#### PROVIDED TEXT:
START

Premier League honours
“I’m both the happiest and saddest man in the world at the moment,” Reyes told reporters when he joined Arsenal from Sevilla in January 2004. “I’m leaving the best team in Spain to join the best team in England.”
Two months earlier, Reyes had starred as Sevilla stunned Real Madrid with a thumping 4-1 victory. The match report in El Pais described the forward’s performance as “genius” and spoke of how he “dismantled the Madrid defence with ease”. Born in the Andalusian town of Utrera – within a 25-minute drive of Sevilla’s Ramon Sanchez-Pizjuan stadium – the versatile attacker had debuted for the club aged just 16, and quickly became a fans’ favourite. “That game against Madrid was confirmation that Sevilla had a potential superstar on their hands,” Seville-based journalist Carlos Perez tells i.
Sevilla president Jose Maria del Nido described the sale as “the saddest thing we have ever had to do,” and there were protests from supporters following the move. “At that time, Sevilla did not have money and Reyes was an idol for the fans,” Perez explained. “Reyes [right] did not want to go to cold London, but he realised it was necessary for the club of his life, who had a lot of debt. Even the agents did not take commission, it was insisted that it all went directly to Sevilla.”
Six months after his virtuoso performance against Madrid, Reyes made history by becoming the first Spaniard to win the Premier League. He played a huge part in maintaining Arsenal’s historic ‘Invincible’ league season too – grabbing the winner in a 1-0 win at Fulham in the penultimate round of league action, a week after scoring the second half equaliser in the 1-1 draw at Portsmouth. There were other memorable moments too, including netting twice in five minutes to defeat Chelsea in an FA Cup clash.

END

#### GIVEN INSTRUCTION A:
In the Premier League honours text, who called Reyes's sale "the saddest thing we have ever had to do"?
#### GIVEN INSTRUCTION B:
List every football club named in the Premier League honours text.
#### GIVEN INSTRUCTION C:
Continue the account of Reyes's move from Sevilla to Arsenal, starting after its final sentence.

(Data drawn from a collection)
START

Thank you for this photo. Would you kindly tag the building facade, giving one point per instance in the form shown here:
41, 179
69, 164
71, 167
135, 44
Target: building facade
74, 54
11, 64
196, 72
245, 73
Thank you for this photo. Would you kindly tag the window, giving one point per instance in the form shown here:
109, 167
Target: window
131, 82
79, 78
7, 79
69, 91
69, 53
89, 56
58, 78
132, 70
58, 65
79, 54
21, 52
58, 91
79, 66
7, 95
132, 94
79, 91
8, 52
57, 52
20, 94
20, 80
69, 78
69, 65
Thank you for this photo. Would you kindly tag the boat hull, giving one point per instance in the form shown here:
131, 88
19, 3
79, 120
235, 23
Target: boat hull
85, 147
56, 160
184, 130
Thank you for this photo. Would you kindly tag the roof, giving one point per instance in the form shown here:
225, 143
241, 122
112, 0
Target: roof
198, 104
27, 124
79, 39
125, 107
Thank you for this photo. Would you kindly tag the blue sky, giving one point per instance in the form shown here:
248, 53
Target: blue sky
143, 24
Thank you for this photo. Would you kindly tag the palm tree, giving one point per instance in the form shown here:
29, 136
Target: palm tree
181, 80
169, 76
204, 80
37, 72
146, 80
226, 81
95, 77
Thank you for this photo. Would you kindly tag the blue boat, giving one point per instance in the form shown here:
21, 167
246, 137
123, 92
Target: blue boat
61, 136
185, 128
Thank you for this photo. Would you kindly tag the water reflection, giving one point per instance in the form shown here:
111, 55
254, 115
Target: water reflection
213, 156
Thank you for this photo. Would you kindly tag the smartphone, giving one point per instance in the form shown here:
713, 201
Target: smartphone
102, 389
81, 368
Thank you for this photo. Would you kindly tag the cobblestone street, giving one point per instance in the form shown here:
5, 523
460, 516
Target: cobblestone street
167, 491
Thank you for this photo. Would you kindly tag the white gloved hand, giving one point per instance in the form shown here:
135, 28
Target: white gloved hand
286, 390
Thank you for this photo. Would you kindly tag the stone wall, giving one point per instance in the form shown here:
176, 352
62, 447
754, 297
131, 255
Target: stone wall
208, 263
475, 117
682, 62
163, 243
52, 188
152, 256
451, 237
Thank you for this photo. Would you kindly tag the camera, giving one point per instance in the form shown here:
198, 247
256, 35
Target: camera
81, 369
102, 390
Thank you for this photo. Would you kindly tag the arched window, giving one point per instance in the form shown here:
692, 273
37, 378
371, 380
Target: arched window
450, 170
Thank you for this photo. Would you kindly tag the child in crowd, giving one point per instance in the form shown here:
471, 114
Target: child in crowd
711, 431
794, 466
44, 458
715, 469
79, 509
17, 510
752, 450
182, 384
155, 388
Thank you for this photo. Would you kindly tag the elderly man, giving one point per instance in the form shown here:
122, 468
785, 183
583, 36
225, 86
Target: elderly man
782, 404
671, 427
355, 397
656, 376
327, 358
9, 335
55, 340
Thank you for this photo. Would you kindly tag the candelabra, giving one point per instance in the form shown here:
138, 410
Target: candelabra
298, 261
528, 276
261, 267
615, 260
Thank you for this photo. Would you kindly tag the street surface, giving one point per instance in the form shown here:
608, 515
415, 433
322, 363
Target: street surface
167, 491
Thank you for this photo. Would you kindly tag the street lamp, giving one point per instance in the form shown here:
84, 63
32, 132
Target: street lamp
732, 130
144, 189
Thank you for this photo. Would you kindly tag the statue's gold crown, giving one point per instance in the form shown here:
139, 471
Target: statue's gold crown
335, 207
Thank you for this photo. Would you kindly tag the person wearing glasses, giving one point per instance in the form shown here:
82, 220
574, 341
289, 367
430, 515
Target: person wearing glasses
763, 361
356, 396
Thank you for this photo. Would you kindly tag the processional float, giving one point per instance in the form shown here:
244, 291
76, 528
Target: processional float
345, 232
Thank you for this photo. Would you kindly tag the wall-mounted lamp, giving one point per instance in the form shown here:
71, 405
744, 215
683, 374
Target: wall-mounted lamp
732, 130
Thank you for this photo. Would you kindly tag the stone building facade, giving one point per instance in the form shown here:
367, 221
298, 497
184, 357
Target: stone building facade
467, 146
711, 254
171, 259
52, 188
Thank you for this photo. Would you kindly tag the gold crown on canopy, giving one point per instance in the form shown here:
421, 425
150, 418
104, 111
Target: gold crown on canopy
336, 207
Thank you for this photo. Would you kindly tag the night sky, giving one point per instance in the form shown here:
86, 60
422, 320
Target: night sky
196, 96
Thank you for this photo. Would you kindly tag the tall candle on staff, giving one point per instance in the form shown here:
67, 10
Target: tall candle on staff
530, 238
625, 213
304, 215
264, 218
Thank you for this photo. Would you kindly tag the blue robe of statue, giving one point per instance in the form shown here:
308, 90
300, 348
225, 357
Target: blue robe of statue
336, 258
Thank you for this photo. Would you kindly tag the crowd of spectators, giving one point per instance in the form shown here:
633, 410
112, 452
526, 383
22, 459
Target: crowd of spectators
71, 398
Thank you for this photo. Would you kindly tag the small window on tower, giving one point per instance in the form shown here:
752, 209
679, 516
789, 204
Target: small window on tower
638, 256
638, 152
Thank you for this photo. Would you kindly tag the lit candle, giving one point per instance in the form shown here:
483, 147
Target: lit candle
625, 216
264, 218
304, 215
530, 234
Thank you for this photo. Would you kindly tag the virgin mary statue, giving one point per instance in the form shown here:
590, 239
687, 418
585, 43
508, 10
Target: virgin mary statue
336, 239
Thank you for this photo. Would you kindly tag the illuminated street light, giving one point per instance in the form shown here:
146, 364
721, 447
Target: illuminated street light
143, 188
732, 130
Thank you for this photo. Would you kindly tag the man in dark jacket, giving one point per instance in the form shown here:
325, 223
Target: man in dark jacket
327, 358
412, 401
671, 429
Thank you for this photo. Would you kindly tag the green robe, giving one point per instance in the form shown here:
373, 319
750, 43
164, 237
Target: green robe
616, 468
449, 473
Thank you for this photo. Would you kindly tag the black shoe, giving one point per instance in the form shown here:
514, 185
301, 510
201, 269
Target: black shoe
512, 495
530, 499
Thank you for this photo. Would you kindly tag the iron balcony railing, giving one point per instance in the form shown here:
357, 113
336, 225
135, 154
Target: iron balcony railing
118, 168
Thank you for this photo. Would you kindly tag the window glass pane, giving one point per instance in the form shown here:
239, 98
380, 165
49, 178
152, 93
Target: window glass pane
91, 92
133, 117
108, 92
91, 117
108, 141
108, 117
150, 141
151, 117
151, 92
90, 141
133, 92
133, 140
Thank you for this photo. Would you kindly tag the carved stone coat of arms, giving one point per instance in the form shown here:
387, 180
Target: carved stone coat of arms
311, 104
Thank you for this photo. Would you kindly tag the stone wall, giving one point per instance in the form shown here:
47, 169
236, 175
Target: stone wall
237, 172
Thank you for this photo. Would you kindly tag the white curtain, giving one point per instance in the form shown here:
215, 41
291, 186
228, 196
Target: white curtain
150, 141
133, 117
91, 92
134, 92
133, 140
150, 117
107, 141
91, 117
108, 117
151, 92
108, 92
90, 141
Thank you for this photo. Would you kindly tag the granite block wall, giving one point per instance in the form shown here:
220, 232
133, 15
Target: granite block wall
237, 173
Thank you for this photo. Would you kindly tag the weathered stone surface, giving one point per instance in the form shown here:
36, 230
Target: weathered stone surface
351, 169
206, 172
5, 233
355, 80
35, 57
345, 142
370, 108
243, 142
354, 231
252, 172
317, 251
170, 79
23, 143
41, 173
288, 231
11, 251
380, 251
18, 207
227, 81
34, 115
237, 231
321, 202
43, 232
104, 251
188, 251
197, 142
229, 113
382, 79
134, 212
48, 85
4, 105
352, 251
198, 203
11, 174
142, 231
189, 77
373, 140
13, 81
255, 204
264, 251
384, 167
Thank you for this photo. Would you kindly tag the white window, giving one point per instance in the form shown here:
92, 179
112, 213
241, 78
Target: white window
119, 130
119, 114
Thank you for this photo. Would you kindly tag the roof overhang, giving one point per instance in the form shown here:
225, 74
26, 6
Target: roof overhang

END

#### EXERCISE ANSWER A:
Sevilla president Jose Maria del Nido

#### EXERCISE ANSWER B:
Arsenal, Sevilla, Real Madrid, Fulham, Portsmouth, Chelsea

#### EXERCISE ANSWER C:
Reyes appeared 110 times for the Gunners, netting 23 goals and featuring in both the FA Cup and Champions League finals. He joined Real Madrid on a season-long loan and played a role in helping them land their first league title in four years.
He moved across the Spanish capital to Atletico that summer but after a difficult debut season, he joined Benfica on loan and helped the Lisbon giants to the 2009 Portuguese title.
His return to Atleti proved more successful; helping them to the 2010 Europa League title and collecting his second competition medal two years later, despite having returned to Sevilla midway through that season.
Return to Sevilla
“Reyes has always been a talented free spirit who played with a sense of anarchism, but his return to Seville saw him meet a strategist boss,” explained Perez. Unai Emery, current Arsenal manager, was appointed at Sevilla a year after the return of Reyes. Under a relentless trainer, Perez explained how Reyes “ran like never before and learned to fit the system”.
He helped Sevilla to the 2014 Europa League title, defeating former side Benfica in the final, before setting a competition record by winning his fourth and fifth individual medals in the following two years, defeating Dnipro and Liverpool respectively.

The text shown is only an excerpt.